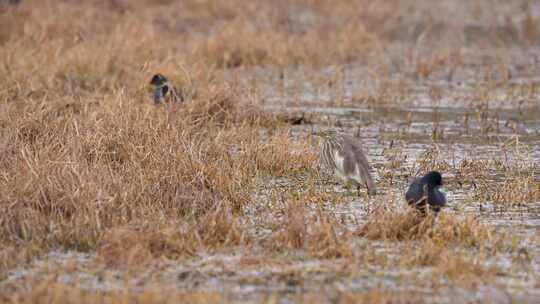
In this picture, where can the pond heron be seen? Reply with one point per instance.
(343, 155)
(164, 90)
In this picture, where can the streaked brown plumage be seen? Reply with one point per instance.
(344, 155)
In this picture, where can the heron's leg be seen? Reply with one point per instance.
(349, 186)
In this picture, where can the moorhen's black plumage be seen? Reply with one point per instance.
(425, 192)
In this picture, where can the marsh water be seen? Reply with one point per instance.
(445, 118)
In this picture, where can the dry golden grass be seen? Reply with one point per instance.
##############################
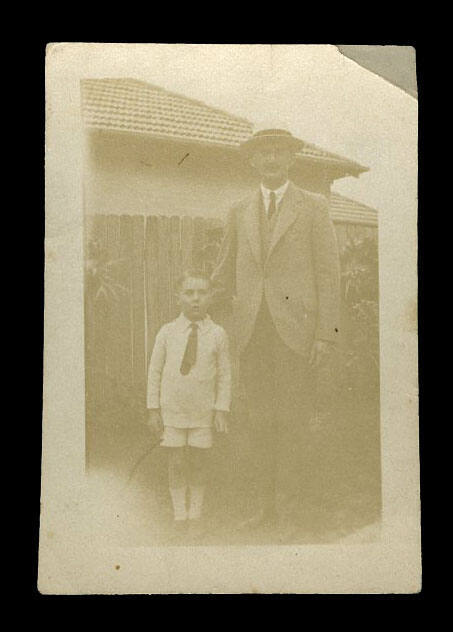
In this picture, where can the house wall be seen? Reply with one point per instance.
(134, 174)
##############################
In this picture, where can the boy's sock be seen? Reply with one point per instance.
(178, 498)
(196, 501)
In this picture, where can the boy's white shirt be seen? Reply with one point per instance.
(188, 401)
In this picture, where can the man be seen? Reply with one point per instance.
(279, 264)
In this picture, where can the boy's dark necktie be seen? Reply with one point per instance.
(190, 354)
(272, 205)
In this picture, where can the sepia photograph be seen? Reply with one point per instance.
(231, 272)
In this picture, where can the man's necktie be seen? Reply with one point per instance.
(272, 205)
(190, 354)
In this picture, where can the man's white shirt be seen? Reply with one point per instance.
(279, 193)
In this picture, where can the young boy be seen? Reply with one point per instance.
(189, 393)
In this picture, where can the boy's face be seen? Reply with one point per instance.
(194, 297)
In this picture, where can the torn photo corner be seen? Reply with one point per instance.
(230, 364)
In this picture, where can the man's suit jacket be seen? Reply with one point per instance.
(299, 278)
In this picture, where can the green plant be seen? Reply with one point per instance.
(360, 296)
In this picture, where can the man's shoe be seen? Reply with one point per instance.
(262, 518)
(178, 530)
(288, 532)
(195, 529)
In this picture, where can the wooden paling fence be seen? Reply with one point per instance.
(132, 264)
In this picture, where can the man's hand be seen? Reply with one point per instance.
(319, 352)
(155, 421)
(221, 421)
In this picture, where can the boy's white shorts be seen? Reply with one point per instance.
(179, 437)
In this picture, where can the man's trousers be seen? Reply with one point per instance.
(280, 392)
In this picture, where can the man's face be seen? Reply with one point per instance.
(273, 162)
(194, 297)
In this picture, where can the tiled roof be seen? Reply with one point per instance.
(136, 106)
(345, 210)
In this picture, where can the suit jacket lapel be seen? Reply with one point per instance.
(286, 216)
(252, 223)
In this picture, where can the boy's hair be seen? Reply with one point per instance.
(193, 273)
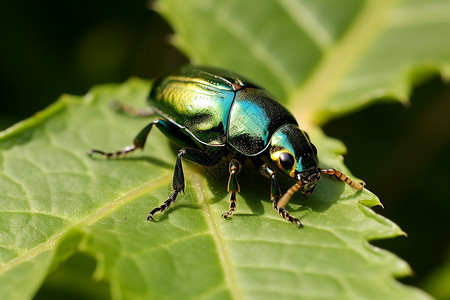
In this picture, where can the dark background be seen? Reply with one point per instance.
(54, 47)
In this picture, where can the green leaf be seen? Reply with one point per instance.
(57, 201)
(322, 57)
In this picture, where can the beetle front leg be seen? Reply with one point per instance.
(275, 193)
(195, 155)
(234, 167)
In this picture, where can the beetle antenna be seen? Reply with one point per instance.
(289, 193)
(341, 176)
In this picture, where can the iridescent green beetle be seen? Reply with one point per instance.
##############################
Would you print, exactly as written, every line above from the one holding "In this picture, where can the pond" through the one holding "In this picture, where can the dry", with both included and no other lines?

Solution to this exercise -
In this picture, where can the pond heron be seen? Reply with one point per instance.
(343, 155)
(164, 90)
In this picture, where can the streaked brown plumage be seen? Reply with one point per instance.
(344, 155)
In this picture, where can the heron's leg be seen? Reply with one point per instance.
(349, 186)
In this picture, where can the moorhen's black plumage be seen? Reply with one point per instance.
(425, 192)
In this picture, where can the marsh water be seen? Reply with one point per instance.
(445, 118)
In this picture, where can the dry golden grass be seen? Reply with one point per instance.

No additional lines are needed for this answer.